▸ **Consignes de travail**
A. D'après le texte sur François Maspero, en quelle année fonde-t-il sa propre maison d'édition ?
B. Poursuivez le texte sur François Maspero à partir de sa dernière phrase.

▸ **Extrait fourni**
Une référence de l'édition critique française

De L'Escalier à La Joie de lire

En 1955, il reprend "une boutique à l'abandon, qui sentait le pipi de chat". Dans cette première librairie baptisée L’Escalier et située rue Monsieur-le-Prince dans le 6e arrondissement de Paris, il croise des militants de colonies portugaises (dont Mario de Andrade - qui le mettra en relation avec Frantz Fanon, et Amilcar Cabral) ou plus généralement anticolonialistes, mais aussi des hommes politiques tels que Aimé Césaire ou Léopold Senghor.

Deux ans plus tard, en 1957, il s’installe au 40 rue Séverin dans le Quartier Latin. La librairie La Joie de lire va vite devenir un lieu de rencontres, d’échanges et de formation. Sur les étals et les rayonnages, les classiques de la littérature socialiste et marxiste côtoient les textes de révolutionnaires du Tiers Monde, de militants anticolonialistes et progressistes, mais aussi des romans, de la poésie. Marx voisine avec Henri Michaux, Lénine avec Baudelaire, Che Guevara avec Giraudoux. La littérature prolétarienne côtoie la littérature bourgeoise.

Editeur de gauche

En 1959 François Maspero devient éditeur en fondant sa propre maison d’édition dont il assurera un temps quasiment seul la gestion, du graphisme à la correction des épreuves. Rejoint par Jean-Philippe Bernigaud et Fanchita Gonzalez Batlle en 1961, puis par Émile Copfermann en 1965, le libraire-éditeur Maspero va connaître une intense activité, travaillant aux côtés de Jean-Pierre Vernant, Pierre Vidal-Naquet, Robert Paris, Georges Haupt, Louis Althusser, Régis Debray…

Cette riche activité éditoriale se matérialise par un catalogue de quelques 1350 titres, plus de trente collections dont Cahiers libres (1959), Textes à l’appui (1960), Bibliothèque socialiste (1963), Petite collection Maspero (1967), Voix… Des revues également  : Tricontinental, Partisans, Acoma...

Parmi les nombreux titres figurant à son catalogue, citons des textes témoignant :
- des luttes de libération nationale et contre l'impérialisme : Les damnés de la terre de Frantz Fanon, Unité et lutte de Amilcar Cabral, Hanoï sous les bombes de Wilfred Burchett...
- des luttes sociales et sociétales en France des années 1960 et 1970 : Flins sans fin, Vivre et lutter à Longwy, Travailleurs français-immigrés même combat, Libération des femmes, année zéro…
- des réflexions et des débats théoriques qui secouent le socialisme et le communisme : Lire le Capital de Louis Althusser, La crise du mouvement communiste de Claudin...
- de la dissidence dans les pays du bloc de l'est : Procès à Prague : le VONS, La Pologne une société en dissidence, Gdansk la mémoire ouvrière 1970-1980

Il passera, faute de moyens à côté de certains titres, en regrettera d'autres.

▸ **Enregistrements extraits**
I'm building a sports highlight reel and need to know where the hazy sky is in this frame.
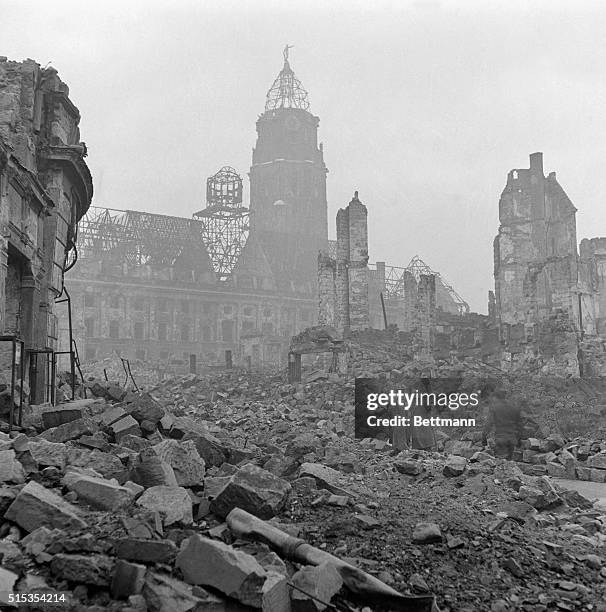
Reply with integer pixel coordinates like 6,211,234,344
0,0,606,312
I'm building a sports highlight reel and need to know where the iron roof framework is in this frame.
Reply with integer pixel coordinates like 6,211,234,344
78,206,214,266
193,166,250,280
265,45,309,111
385,255,469,314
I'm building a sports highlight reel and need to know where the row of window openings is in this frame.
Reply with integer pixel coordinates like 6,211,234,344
84,346,209,361
84,293,309,321
84,318,274,342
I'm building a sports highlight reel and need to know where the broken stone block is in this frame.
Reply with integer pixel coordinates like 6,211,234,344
158,412,175,434
412,523,442,544
0,567,19,606
38,418,94,442
136,486,194,525
123,480,145,497
518,485,549,510
353,514,381,529
558,449,577,478
449,440,476,459
131,448,178,488
169,417,209,440
50,553,114,586
29,440,67,470
290,562,343,612
114,538,177,563
547,461,566,478
101,406,128,427
143,572,209,612
587,451,606,470
110,414,141,443
442,455,467,477
469,451,494,463
183,430,229,467
140,419,156,439
107,385,126,402
78,431,110,453
326,495,351,508
66,474,134,512
154,440,205,487
299,463,351,495
577,465,591,480
394,458,423,476
292,476,318,495
175,534,266,608
42,404,82,429
261,572,292,612
210,463,291,519
120,434,152,453
204,476,231,499
111,559,147,599
67,447,128,483
0,487,17,516
0,450,25,484
126,393,164,423
4,481,86,531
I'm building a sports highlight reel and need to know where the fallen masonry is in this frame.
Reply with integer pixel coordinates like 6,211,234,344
0,338,606,612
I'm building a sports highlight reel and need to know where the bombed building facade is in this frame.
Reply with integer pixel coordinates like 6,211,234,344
0,57,93,402
62,49,328,367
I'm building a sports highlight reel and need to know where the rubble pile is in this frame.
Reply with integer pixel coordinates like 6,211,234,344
0,344,606,612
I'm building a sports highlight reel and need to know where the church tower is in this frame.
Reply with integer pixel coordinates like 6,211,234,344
250,46,328,293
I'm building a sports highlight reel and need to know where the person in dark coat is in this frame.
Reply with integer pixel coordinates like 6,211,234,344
484,387,522,459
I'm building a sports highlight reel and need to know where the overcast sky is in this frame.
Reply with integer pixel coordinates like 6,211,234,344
0,0,606,312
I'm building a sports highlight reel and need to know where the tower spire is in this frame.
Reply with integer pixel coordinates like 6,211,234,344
265,45,309,111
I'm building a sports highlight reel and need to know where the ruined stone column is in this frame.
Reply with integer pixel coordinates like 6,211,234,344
348,191,369,331
335,208,349,333
417,274,436,357
318,252,336,326
403,270,417,332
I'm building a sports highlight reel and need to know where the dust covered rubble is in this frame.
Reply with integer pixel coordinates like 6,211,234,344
0,351,606,612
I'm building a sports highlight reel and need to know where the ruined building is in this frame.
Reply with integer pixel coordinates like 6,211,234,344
0,57,93,402
63,49,328,367
318,192,488,359
498,153,606,375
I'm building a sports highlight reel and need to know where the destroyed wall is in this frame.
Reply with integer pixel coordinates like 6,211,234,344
494,153,579,373
318,191,370,334
0,57,92,401
62,256,315,368
63,52,328,367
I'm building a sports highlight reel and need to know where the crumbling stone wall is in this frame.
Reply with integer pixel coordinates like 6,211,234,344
494,153,579,373
416,274,436,357
318,191,370,334
0,57,92,401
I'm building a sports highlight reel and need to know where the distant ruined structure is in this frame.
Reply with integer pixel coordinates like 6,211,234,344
62,49,328,369
491,153,606,376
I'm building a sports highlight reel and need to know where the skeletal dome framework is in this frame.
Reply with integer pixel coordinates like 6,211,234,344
265,45,309,111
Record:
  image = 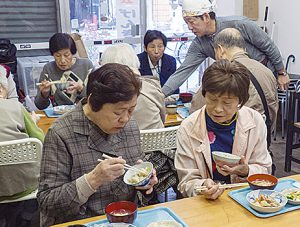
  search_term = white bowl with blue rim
[246,189,287,213]
[281,188,300,205]
[123,162,153,187]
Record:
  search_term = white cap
[0,65,8,89]
[182,0,216,17]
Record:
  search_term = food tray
[228,179,300,218]
[85,207,187,227]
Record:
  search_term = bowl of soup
[246,189,287,213]
[123,162,153,187]
[105,201,137,224]
[247,174,278,190]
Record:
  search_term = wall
[226,0,300,74]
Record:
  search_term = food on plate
[251,179,274,186]
[252,194,280,207]
[128,167,151,184]
[285,190,300,201]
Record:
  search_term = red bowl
[105,201,137,224]
[247,174,278,190]
[179,93,193,103]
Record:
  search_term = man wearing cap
[162,0,289,96]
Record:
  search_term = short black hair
[86,63,142,112]
[144,30,167,48]
[49,33,77,55]
[202,59,251,106]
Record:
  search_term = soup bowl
[105,201,137,224]
[247,174,278,190]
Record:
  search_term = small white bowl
[147,220,182,227]
[281,188,300,205]
[212,151,241,167]
[246,189,287,213]
[123,162,153,187]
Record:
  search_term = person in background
[100,43,165,130]
[138,30,179,94]
[37,64,157,226]
[162,0,289,96]
[190,28,278,131]
[0,64,19,100]
[34,33,93,109]
[0,65,44,226]
[175,60,272,199]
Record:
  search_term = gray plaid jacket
[37,103,144,226]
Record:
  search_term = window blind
[0,0,58,43]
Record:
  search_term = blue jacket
[137,51,179,94]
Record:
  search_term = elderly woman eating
[37,64,157,226]
[175,60,272,199]
[35,33,93,109]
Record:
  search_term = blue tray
[177,107,190,119]
[85,207,187,227]
[44,107,61,117]
[228,179,300,218]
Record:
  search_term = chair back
[141,126,179,153]
[0,138,43,167]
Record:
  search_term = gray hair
[101,43,140,74]
[214,28,246,49]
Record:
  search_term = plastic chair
[140,126,179,202]
[0,138,43,203]
[284,91,300,172]
[141,126,179,153]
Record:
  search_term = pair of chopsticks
[97,154,148,174]
[194,182,248,192]
[36,80,67,86]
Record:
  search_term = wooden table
[51,174,300,227]
[36,110,183,134]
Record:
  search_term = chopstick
[194,182,248,192]
[35,80,67,86]
[98,154,148,174]
[97,158,130,169]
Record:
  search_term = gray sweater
[162,16,284,96]
[34,59,93,110]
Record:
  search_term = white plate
[281,188,300,205]
[246,189,287,213]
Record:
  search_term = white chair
[0,138,43,203]
[141,126,179,153]
[140,126,179,202]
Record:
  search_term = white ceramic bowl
[147,220,182,227]
[281,188,300,205]
[212,151,241,166]
[123,162,153,187]
[246,189,287,213]
[53,105,75,114]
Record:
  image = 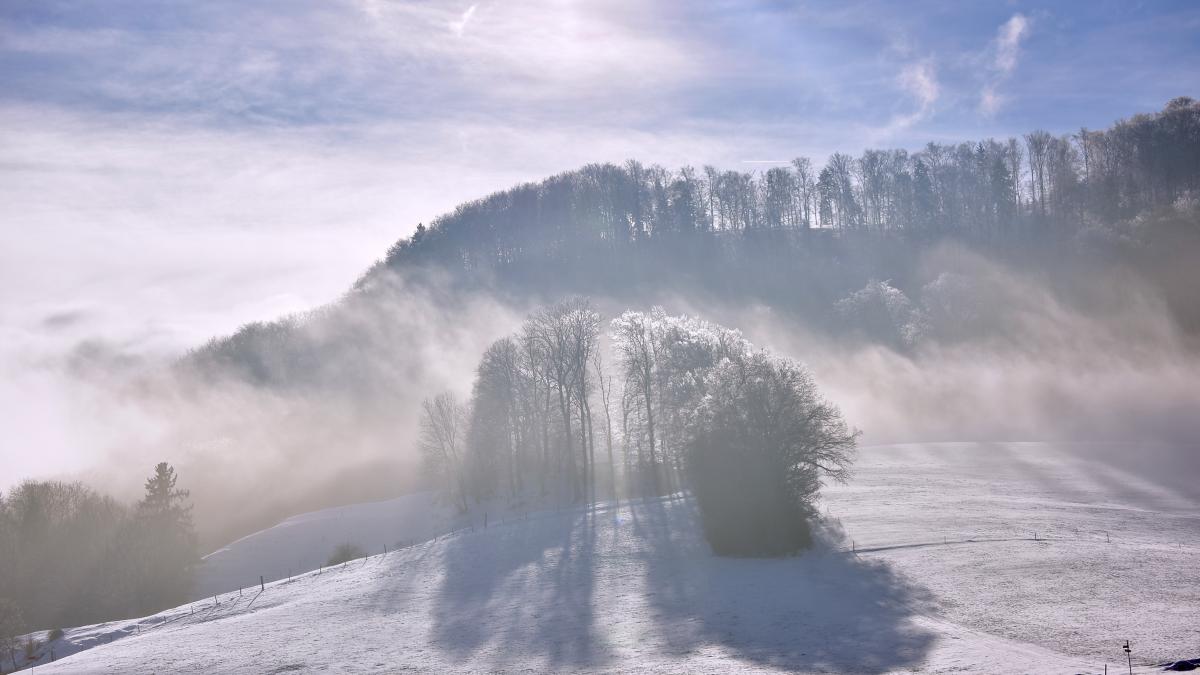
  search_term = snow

▸ **Résultats des consignes**
A. En 1959.

B.
Celui dont la lecture de classiques du socialisme se limita au début au Manifeste de Marx s'inscrit au parti communiste français en 1955. Un an après, il en est exclu pour avoir critiqué la répression à Budapest de novembre 1956 et les réticences du parti à s’engager réellement contre la guerre d’Algérie. En 1970 il rejoint la Ligue communiste - trotskyste - de son ami Daniel Bensaïd, jusqu’à sa dissolution en 1973.

Profondément anticolonialiste, un temps proche de l'expérience castriste, sans illusion sur la réalité du socialisme soviétique et conscient des réalités sociales de son époque, François Maspero refuse pourtant l’étiquette d’éditeur engagé. Il affirme ainsi que "le véritable engagement requiert une action plus directement concrète que le seul fait d’éditer des livres, sinon c’est vraiment s’en tirer à bon compte". Il publie nombre d’ouvrages interdits, censurés ou tout simplement refusés par ses confrères éditeurs, non désireux de risquer l’ire des autorités.

Heurts et malheurs

Dès 1959, il se retrouve dans la ligne de mire des autorités gaullistes : saisies à répétition, censure et interdictions, lourdes amendes, inculpations et condamnations par la justice (entre autres atteinte à la sûreté de l’état, incitation de militaires à la désobéissance et à la désertion), privation de droits civiques.

Au quotidien la librairie doit également faire face aux vols « révolutionnaires » encouragés par certains groupes d’extrême gauche (on parle alors de "piquer chez Masp"). Plus graves sont les attentats et autres attaques perpétrés par l’OAS puis plus tard par l’extrême droite. Les "événements d’Algérie" feront de François Maspero "l’homme le plus plastiqué de France" selon Paris-Presse. Après mai 1968, le ministre de l’intérieur Raymond Marcelin le désigne même comme cible du retour à l’ordre, en raison du contenu de certains ouvrages.

La vie de la librairie La Joie de lire est donc loin d’être tranquille, puisque si ajoutent aussi les difficultés financières. La librairie ne s’en relèvera pas. Après avoir été vendue, elle ferme définitivement ses portes en 1976.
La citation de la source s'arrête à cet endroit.